Page text
• Val Bastien

What About Posture?

Are you happy with your singing? Are you interested in immediate improvement? If so, one of the very first things you should look at when trying to understand the cause of your vocal issues and assessing your areas of needs, is your posture. How you hold yourself, your posture, is an integral part of optimizing your overall singing mechanism.


Let's see how good your posture is:


Are your shoulders round and forward?

Do you have an increased curve in the upper and lower parts of your back?

Is your neck forward?


Here are three reasons why posture matters.


1) Posture impacts breath management. In fact, bad posture can potentially compromise your singing. Let me explain. Breath is at the foundation of singing. If your breath is off, your singing will be off as well. When you breathe you need to fill up your lungs from the bottom up. That's impossible to do with poor posture. And it is certainly challenging to sing well if you have difficulty breathing. Instead, adequate posture allows the air to flow smoothly from your nose and mouth to your lungs in order to maximize their function. It then comes back out vibrating through your vocal cords to produce the most beautiful sound you have ever heard!


Remember that you may not always have the luxury of taking long breaths during a song, therefore, make it count by straightening yourself up so that the air fills up your lungs quickly and effectively. You will be able to take in more air at once by creating alignment around your neck and chest. Correct posture begins with a straight neck and larynx. With relaxation and space, the larynx is able to pull the vocal cords to pitch. The diaphragm is given a chance to engage and offer some support. That is how resonance is given access to all of its chambers.

Request a
In the posture article, what does correct posture begin with?

Exercise input
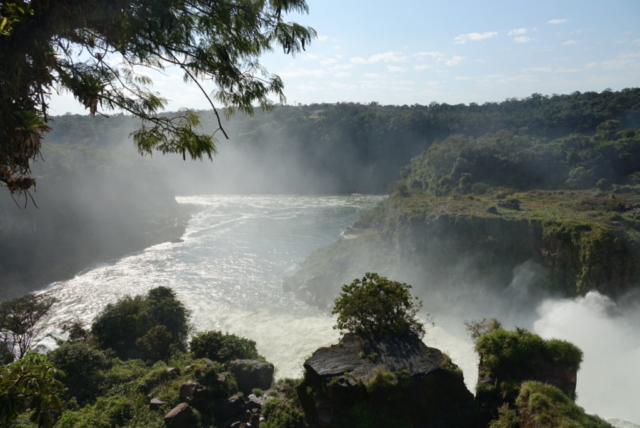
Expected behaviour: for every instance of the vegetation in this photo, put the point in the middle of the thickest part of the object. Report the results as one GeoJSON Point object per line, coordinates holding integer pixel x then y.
{"type": "Point", "coordinates": [150, 327]}
{"type": "Point", "coordinates": [375, 306]}
{"type": "Point", "coordinates": [30, 384]}
{"type": "Point", "coordinates": [223, 347]}
{"type": "Point", "coordinates": [509, 358]}
{"type": "Point", "coordinates": [85, 367]}
{"type": "Point", "coordinates": [19, 320]}
{"type": "Point", "coordinates": [220, 41]}
{"type": "Point", "coordinates": [544, 405]}
{"type": "Point", "coordinates": [518, 159]}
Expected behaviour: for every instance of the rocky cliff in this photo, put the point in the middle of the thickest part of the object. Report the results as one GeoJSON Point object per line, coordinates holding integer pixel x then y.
{"type": "Point", "coordinates": [577, 241]}
{"type": "Point", "coordinates": [391, 381]}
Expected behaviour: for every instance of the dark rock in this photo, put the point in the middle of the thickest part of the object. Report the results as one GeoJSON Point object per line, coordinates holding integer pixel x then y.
{"type": "Point", "coordinates": [231, 408]}
{"type": "Point", "coordinates": [510, 204]}
{"type": "Point", "coordinates": [191, 391]}
{"type": "Point", "coordinates": [251, 374]}
{"type": "Point", "coordinates": [392, 379]}
{"type": "Point", "coordinates": [180, 416]}
{"type": "Point", "coordinates": [503, 367]}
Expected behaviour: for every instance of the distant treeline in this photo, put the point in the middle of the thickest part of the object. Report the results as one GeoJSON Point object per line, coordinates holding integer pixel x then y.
{"type": "Point", "coordinates": [347, 147]}
{"type": "Point", "coordinates": [516, 159]}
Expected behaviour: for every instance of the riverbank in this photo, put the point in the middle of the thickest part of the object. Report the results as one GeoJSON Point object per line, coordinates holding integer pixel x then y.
{"type": "Point", "coordinates": [38, 249]}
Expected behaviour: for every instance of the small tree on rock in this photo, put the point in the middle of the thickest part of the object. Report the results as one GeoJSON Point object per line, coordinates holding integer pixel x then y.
{"type": "Point", "coordinates": [19, 323]}
{"type": "Point", "coordinates": [375, 306]}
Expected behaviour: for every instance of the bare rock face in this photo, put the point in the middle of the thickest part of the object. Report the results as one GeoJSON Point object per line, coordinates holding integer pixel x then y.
{"type": "Point", "coordinates": [251, 374]}
{"type": "Point", "coordinates": [389, 381]}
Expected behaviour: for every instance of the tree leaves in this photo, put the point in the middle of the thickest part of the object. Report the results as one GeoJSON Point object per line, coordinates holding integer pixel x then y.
{"type": "Point", "coordinates": [96, 48]}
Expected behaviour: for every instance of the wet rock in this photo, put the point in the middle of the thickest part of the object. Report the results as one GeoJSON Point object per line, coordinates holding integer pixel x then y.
{"type": "Point", "coordinates": [255, 402]}
{"type": "Point", "coordinates": [391, 379]}
{"type": "Point", "coordinates": [191, 391]}
{"type": "Point", "coordinates": [180, 416]}
{"type": "Point", "coordinates": [232, 408]}
{"type": "Point", "coordinates": [156, 403]}
{"type": "Point", "coordinates": [251, 374]}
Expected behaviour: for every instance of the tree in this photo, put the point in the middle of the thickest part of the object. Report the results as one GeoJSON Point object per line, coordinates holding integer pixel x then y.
{"type": "Point", "coordinates": [30, 383]}
{"type": "Point", "coordinates": [143, 327]}
{"type": "Point", "coordinates": [375, 306]}
{"type": "Point", "coordinates": [84, 366]}
{"type": "Point", "coordinates": [19, 320]}
{"type": "Point", "coordinates": [96, 49]}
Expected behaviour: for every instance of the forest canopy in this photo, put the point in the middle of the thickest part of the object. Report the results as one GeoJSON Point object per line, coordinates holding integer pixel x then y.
{"type": "Point", "coordinates": [97, 49]}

Request b
Quote the rows from the line containing "Expected behaviour: for every instance of the tree leaves" through the last line of the rows, including both of those lines.

Worked answer a
Correct posture begins with a straight neck and larynx.

Worked answer b
Expected behaviour: for every instance of the tree leaves in this photo, put the point in the middle of the thickest part of the object. Report the results as one GeoJSON Point object per line, coordinates holding integer pixel x then y.
{"type": "Point", "coordinates": [96, 48]}
Expected behaviour: for every instance of the wet rock in this photo, put the point in the middle of the thickest part of the object. Report the results as one GeoJSON Point object per line, coordinates holding integer pixel x then y.
{"type": "Point", "coordinates": [255, 402]}
{"type": "Point", "coordinates": [391, 379]}
{"type": "Point", "coordinates": [191, 391]}
{"type": "Point", "coordinates": [180, 416]}
{"type": "Point", "coordinates": [232, 408]}
{"type": "Point", "coordinates": [156, 403]}
{"type": "Point", "coordinates": [251, 374]}
Expected behaviour: for every instance of the tree in this photo, put the point in the middle of the thickest part of the object. Report the results as one GeoJSON Point object per line, coordinates holding integer pixel x then y.
{"type": "Point", "coordinates": [30, 383]}
{"type": "Point", "coordinates": [143, 327]}
{"type": "Point", "coordinates": [375, 306]}
{"type": "Point", "coordinates": [84, 366]}
{"type": "Point", "coordinates": [19, 320]}
{"type": "Point", "coordinates": [96, 49]}
Expected behaviour: for every instance of the forest canopy in this photo, put the point in the middle of the thickest part of the object. Report the results as one GeoJSON Point object per line, coordinates holding integer pixel x then y.
{"type": "Point", "coordinates": [97, 49]}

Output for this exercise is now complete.